DIRECTION:
Repeat everything from the line containing "Annotation guideline — the target class is dark" down to the line containing "0;49;700;380", both included, with 96 added to every bounding-box coordinate in the answers.

PROVIDED RECORDS:
━━━━━━━━━━

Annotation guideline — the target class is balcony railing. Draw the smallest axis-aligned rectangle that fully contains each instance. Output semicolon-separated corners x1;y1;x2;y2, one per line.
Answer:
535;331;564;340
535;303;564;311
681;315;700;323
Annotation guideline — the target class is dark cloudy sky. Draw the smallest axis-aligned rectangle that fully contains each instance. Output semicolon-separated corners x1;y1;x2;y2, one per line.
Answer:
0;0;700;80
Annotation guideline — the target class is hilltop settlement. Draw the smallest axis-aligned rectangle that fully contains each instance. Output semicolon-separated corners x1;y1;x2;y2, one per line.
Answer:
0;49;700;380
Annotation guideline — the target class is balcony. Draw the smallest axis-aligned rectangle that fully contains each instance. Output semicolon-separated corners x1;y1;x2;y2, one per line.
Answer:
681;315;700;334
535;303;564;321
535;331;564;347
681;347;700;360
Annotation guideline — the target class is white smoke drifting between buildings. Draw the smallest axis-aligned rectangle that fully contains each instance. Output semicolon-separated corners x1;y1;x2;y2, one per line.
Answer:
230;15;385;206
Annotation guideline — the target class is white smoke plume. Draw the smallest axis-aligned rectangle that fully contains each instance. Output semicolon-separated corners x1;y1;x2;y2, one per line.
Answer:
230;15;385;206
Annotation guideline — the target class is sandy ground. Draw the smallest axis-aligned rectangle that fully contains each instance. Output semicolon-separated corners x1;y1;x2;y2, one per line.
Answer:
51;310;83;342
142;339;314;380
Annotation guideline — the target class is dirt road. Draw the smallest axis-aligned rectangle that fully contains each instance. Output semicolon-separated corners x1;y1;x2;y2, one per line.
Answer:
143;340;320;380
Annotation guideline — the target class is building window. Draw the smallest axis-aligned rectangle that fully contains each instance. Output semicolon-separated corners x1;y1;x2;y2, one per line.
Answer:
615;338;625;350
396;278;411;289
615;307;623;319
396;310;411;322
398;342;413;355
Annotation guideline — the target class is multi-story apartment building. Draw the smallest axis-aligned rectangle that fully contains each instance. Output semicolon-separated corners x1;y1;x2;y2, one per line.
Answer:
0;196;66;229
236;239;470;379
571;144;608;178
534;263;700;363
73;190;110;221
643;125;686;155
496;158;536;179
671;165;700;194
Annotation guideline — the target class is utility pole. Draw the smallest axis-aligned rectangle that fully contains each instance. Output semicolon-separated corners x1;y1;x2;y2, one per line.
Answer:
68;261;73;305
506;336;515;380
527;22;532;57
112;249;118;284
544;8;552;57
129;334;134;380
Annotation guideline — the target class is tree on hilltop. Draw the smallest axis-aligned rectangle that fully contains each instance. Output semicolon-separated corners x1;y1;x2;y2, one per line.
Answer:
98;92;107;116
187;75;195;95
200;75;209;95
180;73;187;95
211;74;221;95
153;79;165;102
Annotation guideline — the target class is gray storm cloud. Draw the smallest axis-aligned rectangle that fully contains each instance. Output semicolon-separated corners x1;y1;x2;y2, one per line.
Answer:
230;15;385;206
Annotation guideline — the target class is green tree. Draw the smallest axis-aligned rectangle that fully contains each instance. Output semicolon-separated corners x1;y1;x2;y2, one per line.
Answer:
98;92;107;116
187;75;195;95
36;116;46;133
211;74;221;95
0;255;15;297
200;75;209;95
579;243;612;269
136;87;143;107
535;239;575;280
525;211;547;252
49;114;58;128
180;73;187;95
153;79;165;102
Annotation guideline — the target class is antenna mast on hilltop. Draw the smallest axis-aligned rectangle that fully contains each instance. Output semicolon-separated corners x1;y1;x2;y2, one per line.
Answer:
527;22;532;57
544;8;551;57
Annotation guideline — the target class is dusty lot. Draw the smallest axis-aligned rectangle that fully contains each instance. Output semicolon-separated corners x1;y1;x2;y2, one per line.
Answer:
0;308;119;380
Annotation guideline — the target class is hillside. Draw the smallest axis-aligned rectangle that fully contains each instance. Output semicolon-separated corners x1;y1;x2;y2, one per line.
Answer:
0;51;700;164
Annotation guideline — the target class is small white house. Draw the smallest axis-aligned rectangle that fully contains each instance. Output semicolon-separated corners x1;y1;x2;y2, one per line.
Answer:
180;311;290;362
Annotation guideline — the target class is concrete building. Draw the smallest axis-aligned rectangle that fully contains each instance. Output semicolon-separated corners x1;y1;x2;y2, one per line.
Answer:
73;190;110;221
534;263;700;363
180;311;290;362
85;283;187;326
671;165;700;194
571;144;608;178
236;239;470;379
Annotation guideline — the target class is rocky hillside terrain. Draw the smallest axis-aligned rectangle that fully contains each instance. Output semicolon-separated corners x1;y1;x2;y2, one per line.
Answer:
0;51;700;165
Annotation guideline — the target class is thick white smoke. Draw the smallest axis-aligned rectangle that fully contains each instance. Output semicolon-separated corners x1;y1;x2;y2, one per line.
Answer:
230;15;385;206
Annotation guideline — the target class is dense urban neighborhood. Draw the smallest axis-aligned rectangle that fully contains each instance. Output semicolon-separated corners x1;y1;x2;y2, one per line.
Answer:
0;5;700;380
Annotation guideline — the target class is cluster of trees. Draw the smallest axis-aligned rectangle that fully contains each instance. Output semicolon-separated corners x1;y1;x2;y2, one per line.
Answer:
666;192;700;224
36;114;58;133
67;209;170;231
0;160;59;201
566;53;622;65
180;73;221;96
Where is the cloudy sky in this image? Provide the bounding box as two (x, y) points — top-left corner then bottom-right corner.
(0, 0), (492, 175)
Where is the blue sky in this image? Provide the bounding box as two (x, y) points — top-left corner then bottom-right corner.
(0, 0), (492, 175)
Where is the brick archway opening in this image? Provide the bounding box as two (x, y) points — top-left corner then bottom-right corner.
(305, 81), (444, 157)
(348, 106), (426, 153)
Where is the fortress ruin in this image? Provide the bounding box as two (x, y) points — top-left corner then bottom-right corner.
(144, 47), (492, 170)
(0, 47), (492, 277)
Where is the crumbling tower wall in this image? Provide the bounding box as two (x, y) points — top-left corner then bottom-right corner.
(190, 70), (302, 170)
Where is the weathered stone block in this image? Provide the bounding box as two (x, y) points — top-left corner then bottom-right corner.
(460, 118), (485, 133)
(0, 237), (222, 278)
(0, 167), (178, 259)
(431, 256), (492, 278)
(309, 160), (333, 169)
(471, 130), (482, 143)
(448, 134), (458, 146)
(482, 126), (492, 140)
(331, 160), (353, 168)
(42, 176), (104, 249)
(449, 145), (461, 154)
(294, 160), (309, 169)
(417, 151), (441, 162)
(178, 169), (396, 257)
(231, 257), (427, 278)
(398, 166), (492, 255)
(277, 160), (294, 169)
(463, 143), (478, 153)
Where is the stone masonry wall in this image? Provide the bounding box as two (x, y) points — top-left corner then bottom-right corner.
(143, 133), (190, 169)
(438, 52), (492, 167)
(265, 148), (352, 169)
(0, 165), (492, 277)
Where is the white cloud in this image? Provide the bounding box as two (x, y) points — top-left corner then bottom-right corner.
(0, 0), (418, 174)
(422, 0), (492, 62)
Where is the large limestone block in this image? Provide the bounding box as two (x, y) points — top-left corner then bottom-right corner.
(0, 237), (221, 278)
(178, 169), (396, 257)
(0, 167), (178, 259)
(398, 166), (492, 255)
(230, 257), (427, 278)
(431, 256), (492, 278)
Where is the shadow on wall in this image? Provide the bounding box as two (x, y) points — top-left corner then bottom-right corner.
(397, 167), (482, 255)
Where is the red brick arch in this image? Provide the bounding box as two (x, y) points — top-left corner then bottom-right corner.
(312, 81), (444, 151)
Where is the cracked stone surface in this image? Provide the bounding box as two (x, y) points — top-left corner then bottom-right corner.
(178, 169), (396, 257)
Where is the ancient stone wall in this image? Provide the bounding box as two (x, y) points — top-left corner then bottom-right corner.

━━━━━━━━━━

RESPONSE BELOW:
Annotation guideline — the target class is dark cloudy sky. Draw the smallest axis-aligned rectangle that fully contains each instance. Output semicolon-separated corners x1;y1;x2;y2, one per line.
Answer:
96;96;796;176
Annotation guideline — the target class is hilltop settlement. Draw the smallest axis-aligned rectangle that fully contains each instance. Output semicolon-separated corners x1;y1;x2;y2, one per line.
Answer:
96;145;796;476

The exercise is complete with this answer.